__WHAT IS NEEDED__
Please rewrite the stretch of material from the line containing "Rules. Find each instance of the drooping" through the line containing "point(25, 95)", putting "withered brown leaf" wherever "dry brown leaf" appears and keeping everything else the same.

__RECORDED DATA__
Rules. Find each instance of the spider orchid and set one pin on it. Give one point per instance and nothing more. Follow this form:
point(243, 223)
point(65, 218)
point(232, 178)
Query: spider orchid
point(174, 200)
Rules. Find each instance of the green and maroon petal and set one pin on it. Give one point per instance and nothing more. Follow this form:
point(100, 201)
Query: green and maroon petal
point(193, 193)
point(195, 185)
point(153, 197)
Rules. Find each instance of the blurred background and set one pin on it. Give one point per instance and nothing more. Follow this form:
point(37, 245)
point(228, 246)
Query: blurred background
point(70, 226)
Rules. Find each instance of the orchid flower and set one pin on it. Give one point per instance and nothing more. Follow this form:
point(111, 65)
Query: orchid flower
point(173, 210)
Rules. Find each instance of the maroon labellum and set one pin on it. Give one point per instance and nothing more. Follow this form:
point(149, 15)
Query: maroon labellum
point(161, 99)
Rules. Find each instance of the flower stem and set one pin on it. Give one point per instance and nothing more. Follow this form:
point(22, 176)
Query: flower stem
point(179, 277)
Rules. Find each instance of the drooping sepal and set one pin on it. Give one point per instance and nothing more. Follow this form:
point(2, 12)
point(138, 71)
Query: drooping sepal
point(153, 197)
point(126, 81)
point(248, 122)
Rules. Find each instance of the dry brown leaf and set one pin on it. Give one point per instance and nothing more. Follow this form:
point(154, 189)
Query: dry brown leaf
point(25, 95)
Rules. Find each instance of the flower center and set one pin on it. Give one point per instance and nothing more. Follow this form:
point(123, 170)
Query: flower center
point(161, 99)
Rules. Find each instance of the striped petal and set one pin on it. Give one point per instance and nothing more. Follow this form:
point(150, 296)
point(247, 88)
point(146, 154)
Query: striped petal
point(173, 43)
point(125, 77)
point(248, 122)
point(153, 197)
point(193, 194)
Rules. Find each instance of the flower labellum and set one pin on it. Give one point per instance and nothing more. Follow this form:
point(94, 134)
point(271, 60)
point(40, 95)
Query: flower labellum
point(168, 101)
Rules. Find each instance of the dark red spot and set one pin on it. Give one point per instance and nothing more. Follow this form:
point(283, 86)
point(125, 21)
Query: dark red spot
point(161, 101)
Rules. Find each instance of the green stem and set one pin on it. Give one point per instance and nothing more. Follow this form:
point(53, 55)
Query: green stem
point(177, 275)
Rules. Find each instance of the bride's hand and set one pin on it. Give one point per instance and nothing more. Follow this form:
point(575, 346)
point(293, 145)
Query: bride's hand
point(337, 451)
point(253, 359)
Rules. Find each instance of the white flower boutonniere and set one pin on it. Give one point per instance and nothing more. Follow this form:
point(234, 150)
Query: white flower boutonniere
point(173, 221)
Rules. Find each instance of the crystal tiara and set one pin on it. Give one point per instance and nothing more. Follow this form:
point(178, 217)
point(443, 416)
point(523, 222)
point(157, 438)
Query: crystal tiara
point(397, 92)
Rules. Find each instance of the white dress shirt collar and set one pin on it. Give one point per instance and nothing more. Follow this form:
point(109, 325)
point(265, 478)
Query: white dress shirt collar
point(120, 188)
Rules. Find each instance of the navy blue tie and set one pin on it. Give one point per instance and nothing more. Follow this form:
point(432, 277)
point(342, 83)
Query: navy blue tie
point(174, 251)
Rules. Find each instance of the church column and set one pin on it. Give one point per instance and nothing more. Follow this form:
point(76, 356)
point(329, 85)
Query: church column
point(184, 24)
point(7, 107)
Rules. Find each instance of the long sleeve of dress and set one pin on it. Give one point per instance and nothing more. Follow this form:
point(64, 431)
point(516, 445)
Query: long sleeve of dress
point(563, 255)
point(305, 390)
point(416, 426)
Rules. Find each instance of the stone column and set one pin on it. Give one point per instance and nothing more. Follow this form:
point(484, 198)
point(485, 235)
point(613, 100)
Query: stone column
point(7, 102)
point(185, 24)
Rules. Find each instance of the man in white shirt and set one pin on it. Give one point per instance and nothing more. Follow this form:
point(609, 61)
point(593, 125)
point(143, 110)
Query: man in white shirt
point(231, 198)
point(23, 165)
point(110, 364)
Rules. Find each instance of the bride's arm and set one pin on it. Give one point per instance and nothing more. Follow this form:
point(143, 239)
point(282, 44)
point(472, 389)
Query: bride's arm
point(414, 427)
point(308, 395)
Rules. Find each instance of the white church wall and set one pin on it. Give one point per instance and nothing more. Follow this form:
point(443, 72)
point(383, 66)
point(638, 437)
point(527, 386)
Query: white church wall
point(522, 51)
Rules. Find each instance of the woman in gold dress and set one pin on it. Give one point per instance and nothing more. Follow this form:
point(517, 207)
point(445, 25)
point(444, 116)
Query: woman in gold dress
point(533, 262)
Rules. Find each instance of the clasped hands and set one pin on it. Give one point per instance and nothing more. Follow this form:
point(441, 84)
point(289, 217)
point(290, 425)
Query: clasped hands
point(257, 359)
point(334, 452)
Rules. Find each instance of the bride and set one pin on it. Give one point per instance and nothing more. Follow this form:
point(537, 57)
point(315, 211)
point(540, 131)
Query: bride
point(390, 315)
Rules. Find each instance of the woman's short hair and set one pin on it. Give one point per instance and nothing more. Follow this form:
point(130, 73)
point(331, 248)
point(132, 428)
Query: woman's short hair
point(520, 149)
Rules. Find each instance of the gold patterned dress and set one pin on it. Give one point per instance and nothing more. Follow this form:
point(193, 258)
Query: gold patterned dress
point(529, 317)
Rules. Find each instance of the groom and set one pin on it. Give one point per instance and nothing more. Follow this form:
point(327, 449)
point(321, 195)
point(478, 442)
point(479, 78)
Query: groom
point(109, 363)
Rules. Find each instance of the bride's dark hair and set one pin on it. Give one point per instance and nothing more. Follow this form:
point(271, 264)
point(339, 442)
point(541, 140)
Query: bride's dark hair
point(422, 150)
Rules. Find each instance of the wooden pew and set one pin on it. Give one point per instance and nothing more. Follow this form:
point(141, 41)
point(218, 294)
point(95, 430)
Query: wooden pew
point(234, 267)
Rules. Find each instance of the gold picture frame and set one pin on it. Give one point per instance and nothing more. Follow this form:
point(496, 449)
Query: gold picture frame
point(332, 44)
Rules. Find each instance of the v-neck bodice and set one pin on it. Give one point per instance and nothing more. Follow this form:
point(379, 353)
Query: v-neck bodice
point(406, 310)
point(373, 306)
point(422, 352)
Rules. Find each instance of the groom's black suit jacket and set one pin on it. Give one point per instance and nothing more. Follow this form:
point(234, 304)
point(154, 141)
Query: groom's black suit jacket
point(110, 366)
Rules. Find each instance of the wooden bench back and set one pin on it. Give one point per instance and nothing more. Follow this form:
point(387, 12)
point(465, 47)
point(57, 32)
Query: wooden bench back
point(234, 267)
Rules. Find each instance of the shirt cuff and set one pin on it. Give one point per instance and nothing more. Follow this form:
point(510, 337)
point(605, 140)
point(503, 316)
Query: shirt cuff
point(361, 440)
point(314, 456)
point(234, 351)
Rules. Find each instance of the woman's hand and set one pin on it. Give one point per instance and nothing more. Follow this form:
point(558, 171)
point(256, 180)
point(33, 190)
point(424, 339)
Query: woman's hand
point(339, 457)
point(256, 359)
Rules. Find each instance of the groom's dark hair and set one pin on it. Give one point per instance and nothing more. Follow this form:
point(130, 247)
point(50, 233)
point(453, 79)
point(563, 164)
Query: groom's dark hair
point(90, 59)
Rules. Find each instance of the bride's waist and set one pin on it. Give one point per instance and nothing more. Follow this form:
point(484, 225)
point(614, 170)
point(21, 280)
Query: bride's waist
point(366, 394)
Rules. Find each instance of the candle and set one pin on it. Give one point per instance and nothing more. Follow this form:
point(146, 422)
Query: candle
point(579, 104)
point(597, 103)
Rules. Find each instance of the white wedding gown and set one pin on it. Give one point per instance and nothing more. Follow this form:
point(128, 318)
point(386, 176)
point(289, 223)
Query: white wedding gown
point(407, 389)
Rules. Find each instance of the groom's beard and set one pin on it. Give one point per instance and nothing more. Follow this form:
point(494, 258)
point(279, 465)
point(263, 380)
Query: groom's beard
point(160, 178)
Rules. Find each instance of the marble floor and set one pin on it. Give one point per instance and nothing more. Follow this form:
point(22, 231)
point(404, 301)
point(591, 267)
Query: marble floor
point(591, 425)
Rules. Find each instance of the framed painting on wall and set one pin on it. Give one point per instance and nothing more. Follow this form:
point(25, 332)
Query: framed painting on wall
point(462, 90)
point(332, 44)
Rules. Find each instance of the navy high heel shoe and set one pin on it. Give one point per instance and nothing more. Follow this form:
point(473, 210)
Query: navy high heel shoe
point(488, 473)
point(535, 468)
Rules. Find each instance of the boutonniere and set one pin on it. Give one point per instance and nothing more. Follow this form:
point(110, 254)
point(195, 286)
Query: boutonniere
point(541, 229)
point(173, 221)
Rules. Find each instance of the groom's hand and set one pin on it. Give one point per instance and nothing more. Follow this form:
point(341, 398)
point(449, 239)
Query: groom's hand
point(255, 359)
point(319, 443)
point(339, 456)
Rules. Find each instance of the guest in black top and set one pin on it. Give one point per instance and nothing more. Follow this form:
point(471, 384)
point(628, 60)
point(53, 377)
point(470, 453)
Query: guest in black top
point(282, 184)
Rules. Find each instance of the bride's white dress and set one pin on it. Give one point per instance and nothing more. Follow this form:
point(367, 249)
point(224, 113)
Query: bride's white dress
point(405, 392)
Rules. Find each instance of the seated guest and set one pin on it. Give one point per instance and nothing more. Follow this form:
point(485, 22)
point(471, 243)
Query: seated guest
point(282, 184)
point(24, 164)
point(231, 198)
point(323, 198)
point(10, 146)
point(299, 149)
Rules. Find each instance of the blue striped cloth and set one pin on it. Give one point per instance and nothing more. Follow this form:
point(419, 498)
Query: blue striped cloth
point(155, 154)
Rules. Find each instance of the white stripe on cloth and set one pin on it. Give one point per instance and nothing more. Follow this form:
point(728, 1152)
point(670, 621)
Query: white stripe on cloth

__TASK RESPONSE__
Rules. Find each instance of the drooping sepal and set one pin on it. Give one point per instance and nothing more. Follow this form:
point(2, 12)
point(138, 71)
Query: drooping sepal
point(153, 197)
point(126, 81)
point(248, 122)
Rules. Find each instance of the withered brown leaf and set one pin on it. Give one point per instance and nothing more. Follow this form:
point(154, 189)
Query: withered brown leaf
point(25, 95)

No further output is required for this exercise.